_Records to process_

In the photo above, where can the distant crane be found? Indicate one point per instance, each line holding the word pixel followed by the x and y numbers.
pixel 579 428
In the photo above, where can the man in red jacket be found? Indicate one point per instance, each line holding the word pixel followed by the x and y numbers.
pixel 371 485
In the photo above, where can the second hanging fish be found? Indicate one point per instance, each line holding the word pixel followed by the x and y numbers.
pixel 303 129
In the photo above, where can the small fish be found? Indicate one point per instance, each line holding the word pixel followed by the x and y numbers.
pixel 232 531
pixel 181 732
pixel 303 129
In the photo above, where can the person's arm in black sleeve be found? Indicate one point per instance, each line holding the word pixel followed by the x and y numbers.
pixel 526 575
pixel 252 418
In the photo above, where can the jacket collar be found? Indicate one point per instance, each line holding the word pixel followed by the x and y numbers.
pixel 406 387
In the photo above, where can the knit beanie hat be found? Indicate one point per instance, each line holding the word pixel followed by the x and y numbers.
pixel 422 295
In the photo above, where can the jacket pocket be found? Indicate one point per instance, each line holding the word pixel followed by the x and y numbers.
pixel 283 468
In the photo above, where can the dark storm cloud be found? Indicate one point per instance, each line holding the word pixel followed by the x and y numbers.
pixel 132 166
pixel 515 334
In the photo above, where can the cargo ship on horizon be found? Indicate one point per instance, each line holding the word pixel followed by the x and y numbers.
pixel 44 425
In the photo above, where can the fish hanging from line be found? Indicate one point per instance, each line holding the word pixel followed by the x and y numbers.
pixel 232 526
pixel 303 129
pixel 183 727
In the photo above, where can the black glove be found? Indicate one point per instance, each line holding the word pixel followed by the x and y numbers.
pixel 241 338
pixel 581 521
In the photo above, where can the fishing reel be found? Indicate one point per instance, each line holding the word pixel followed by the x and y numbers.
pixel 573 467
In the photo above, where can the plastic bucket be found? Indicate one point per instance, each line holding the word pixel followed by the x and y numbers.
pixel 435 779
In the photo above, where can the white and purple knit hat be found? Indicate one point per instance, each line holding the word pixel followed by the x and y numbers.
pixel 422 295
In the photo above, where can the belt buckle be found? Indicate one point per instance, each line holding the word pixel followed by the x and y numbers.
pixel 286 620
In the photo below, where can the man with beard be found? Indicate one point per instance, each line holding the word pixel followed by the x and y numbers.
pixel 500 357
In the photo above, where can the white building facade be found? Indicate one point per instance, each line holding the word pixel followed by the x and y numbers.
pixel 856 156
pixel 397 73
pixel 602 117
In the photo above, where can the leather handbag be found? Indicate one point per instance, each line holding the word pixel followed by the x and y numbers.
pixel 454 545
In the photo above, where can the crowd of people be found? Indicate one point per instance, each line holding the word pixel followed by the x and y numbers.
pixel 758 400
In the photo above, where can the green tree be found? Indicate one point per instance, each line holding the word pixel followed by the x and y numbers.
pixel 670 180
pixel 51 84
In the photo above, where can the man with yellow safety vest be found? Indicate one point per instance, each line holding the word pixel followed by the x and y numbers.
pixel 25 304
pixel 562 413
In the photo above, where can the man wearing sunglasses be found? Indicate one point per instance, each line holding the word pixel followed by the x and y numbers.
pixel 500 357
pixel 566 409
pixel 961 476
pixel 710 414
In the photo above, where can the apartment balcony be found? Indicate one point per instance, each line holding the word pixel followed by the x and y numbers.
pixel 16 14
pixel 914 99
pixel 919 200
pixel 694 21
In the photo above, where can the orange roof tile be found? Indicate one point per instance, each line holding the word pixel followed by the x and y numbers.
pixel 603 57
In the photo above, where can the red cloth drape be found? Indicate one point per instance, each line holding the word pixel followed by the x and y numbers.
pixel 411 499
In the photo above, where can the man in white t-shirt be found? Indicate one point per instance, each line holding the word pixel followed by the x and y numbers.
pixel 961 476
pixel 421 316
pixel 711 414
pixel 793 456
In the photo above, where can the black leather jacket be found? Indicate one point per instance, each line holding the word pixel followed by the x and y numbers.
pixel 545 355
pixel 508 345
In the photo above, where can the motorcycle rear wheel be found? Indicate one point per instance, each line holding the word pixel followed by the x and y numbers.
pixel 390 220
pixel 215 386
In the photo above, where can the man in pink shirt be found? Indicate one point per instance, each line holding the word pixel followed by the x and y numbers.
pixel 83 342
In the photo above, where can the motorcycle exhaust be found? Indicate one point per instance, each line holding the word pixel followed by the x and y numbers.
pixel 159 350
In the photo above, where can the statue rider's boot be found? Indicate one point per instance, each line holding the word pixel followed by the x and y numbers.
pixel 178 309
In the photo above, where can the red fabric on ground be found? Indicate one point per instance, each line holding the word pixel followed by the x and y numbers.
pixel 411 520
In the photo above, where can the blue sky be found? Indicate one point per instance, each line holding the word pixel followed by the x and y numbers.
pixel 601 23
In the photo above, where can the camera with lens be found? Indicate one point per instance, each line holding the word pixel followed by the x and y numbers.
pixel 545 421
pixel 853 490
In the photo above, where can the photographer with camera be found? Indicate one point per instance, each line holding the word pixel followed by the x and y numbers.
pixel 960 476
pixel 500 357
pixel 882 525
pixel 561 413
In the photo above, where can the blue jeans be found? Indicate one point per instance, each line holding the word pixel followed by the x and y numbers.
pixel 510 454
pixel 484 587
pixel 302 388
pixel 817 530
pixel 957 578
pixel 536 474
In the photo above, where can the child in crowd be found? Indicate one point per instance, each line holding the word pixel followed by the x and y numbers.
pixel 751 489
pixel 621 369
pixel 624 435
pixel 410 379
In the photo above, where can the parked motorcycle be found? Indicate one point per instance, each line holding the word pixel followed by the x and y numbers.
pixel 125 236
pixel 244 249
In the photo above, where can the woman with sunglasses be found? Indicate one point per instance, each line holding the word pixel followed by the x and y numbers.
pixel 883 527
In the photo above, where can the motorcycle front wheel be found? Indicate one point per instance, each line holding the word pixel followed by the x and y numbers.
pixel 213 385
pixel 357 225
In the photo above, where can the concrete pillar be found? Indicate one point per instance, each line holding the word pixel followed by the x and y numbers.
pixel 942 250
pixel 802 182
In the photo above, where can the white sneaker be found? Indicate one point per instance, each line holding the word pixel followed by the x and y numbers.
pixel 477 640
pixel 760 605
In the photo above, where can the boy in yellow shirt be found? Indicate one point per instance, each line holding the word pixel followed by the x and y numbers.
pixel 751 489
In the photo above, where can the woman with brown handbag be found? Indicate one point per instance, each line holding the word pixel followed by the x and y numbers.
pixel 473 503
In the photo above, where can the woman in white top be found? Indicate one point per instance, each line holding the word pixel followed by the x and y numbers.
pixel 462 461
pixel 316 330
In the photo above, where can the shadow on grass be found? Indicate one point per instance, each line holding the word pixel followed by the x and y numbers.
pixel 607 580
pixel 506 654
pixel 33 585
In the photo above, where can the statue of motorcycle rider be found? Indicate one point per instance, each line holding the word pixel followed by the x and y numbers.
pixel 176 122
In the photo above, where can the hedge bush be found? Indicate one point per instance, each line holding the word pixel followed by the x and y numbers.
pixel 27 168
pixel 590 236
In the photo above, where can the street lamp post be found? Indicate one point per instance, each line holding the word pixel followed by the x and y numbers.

_Work instructions_
Start at the first line of the material and write everything out exactly.

_Answer to this problem_
In the photo above, where can the distant crane be found? Indicate one point per instance, each line holding the word pixel followed by the x and y numbers.
pixel 579 428
In the photo above, where can the man in red jacket be found? Indicate one point per instance, each line holding the word pixel followed by the x and y numbers.
pixel 371 485
In the photo above, where can the second hanging fish be found? Indicate one point per instance, each line holding the word pixel followed by the x and y numbers.
pixel 303 129
In the photo above, where can the small fish be found? Indicate one point per instance, each line holding the word pixel followed by the x and y numbers.
pixel 232 531
pixel 181 732
pixel 303 129
In the photo above, where can the person's arm in black sleeve be found? Indicate one point per instance, each line holding the word pixel followed by the x and y numbers.
pixel 526 575
pixel 252 418
In the photo above, where can the jacket collar be found? Indicate one point per instance, each line holding the word pixel followed by the x and y numbers.
pixel 406 387
In the photo above, where can the knit beanie hat be found? Indicate one point per instance, each line holding the word pixel followed by the x and y numbers.
pixel 422 295
In the photo above, where can the jacket pocket be found? Indicate one point per instance, each line holding the word pixel followed by the x and y numbers.
pixel 283 468
In the photo above, where can the dark storm cloud be found? Indicate one point per instance, each line holding the word pixel followed by the x and y numbers.
pixel 132 166
pixel 515 334
In the photo above, where can the cargo ship on horizon be found? Indicate one point per instance, each line holding the word pixel followed by the x and y numbers.
pixel 44 425
In the photo above, where can the fish hanging from line be found? Indicate one point per instance, each line holding the word pixel followed by the x and y numbers.
pixel 232 526
pixel 303 129
pixel 183 727
In the photo above, where can the black glove be found? Indicate one point per instance, each line holding the word pixel followed by the x and y numbers.
pixel 241 338
pixel 581 521
In the photo above, where can the fishing reel be found? Indicate one point per instance, each line holding the word pixel followed by the x and y numbers.
pixel 573 467
In the photo above, where can the plastic bucket be found? Indicate one point per instance, each line holding the word pixel followed by the x and y numbers.
pixel 435 779
In the photo above, where can the white and purple knit hat be found? Indicate one point per instance, each line holding the word pixel followed by the x and y numbers.
pixel 422 295
In the photo above, where can the belt buckle be found? Indicate one point per instance, each line holding the word pixel followed by the x and y numbers.
pixel 286 620
In the photo below, where can the man with beard be found? Indicate one point per instance, each line holding the word pixel followed by the x and y numbers.
pixel 500 357
In the photo above, where can the white building facade be found? Indicate one point per instance, each line holding the word pixel followed by the x and y numbers.
pixel 856 156
pixel 397 73
pixel 602 117
In the photo above, where can the leather handbag be found? Indicate one point per instance, each line holding the word pixel followed by the x and y numbers.
pixel 454 545
In the photo above, where can the crowd of people be found? Indicate one point per instance, each line holding the word pixel followed by the x and y numbers.
pixel 758 400
In the photo above, where can the green tree be found? Indicate one point per instance, each line holding the word pixel followed by the x and y numbers.
pixel 670 180
pixel 51 84
In the photo above, where can the man with yellow safety vest be found? Indicate one point per instance, each line holding the word pixel followed by the x and y numbers.
pixel 25 304
pixel 562 413
In the photo above, where can the man wearing sunglasses be found? Indicate one point per instance, each line holding the word pixel followed by the x and y numbers.
pixel 500 357
pixel 566 409
pixel 961 476
pixel 710 414
In the photo above, where can the apartment balcony be found? Indicate one point per instance, each line holding the word pixel followed by the x and y numbers.
pixel 16 14
pixel 914 99
pixel 919 200
pixel 694 21
In the photo above, where can the orange roof tile be found? Indicate one point per instance, each line holding the word pixel followed by the x and y numbers.
pixel 603 57
In the photo above, where can the red cloth drape be found? Indicate one point per instance, each line holding the word pixel followed by the x and y numbers.
pixel 411 499
In the photo above, where can the man in white t-shirt be found? Indicate one point per instance, each line holding the word pixel followed by the x and y numbers.
pixel 961 476
pixel 421 316
pixel 711 414
pixel 793 456
In the photo above, where can the black leather jacket be found? Indicate one point per instance, each line holding the word pixel followed by the x and y numbers.
pixel 545 355
pixel 508 345
In the photo above, where can the motorcycle rear wheel be found? Indicate one point per instance, each line holding the word pixel followed by the x and y numbers.
pixel 390 220
pixel 215 386
In the photo above, where can the man in pink shirt be found? Indicate one point per instance, each line holding the word pixel followed by the x and y numbers.
pixel 83 342
In the photo above, where can the motorcycle exhaust be found? Indicate one point per instance, each line holding the word pixel followed by the x and y numbers.
pixel 159 350
In the photo above, where can the statue rider's boot be found? Indicate one point per instance, each line holding the word pixel followed by the x and y numbers.
pixel 178 309
In the photo above, where can the red fabric on ground be found? Indicate one point per instance, each line holding the word pixel followed by the x and y numbers.
pixel 411 520
In the photo above, where can the blue sky be found? Indicate one point per instance, each line holding the word pixel followed by the x and y numbers.
pixel 601 23
In the photo above, where can the camera with lens be found? Indicate one point per instance, each line holding the word pixel followed by the x and y numbers.
pixel 545 421
pixel 853 490
In the photo above, where can the photographer with camera be found? Indicate one point per instance, each line holding the word pixel followed by the x and y numbers.
pixel 960 476
pixel 500 357
pixel 882 525
pixel 561 413
In the photo above, where can the blue jeans be found? Indicate one point per instance, each line holding the word pixel followed by the x and y numbers.
pixel 510 454
pixel 484 587
pixel 302 388
pixel 817 530
pixel 957 578
pixel 536 474
In the photo above, where can the child in crowd be found? Indicate one point per instance, each line holding the word pixel followed by the x and y numbers.
pixel 751 489
pixel 621 369
pixel 624 435
pixel 410 379
In the photo above, where can the parked motorcycle be found? Indicate one point per instance, each line holding the word pixel followed by the x and y numbers.
pixel 125 236
pixel 244 249
In the photo above, where can the woman with sunglasses be found? Indicate one point per instance, each line holding the word pixel followed by the x and y numbers.
pixel 883 527
In the photo above, where can the motorcycle front wheel be found? Indicate one point per instance, each line holding the word pixel followed by the x and y numbers.
pixel 213 385
pixel 357 225
In the photo above, where can the concrete pillar be found? Indicate one point per instance, each line holding the word pixel followed by the x and y numbers.
pixel 942 250
pixel 802 182
In the photo above, where can the white sneaker be found? Indicate one point per instance, each line holding the word pixel followed by the x and y numbers.
pixel 477 640
pixel 760 605
In the photo above, where can the boy in yellow shirt be found? Indicate one point per instance, each line holding the word pixel followed by the x and y numbers.
pixel 751 489
In the photo above, where can the woman with brown handbag be found? Indicate one point per instance, each line holding the word pixel followed by the x and y numbers.
pixel 473 503
In the photo above, where can the woman in white top be found? Indicate one point per instance, each line holding the word pixel followed by the x and y numbers.
pixel 462 461
pixel 316 330
In the photo above, where can the shadow on grass be found? Indicate one point per instance, each line holding the word pixel followed by the x and y numbers.
pixel 607 580
pixel 506 654
pixel 33 585
In the photo above, where can the statue of motorcycle rider be found? Indicate one point per instance, each line holding the word pixel followed by the x and y numbers.
pixel 176 122
In the photo above, where can the hedge bush be found? Indicate one point per instance, each line holding the word pixel followed by the x and y numbers.
pixel 27 168
pixel 590 236
In the photo above, where can the street lamp post be found? Indicate one point per instance, each line holding the word pixel followed by the x and y numbers.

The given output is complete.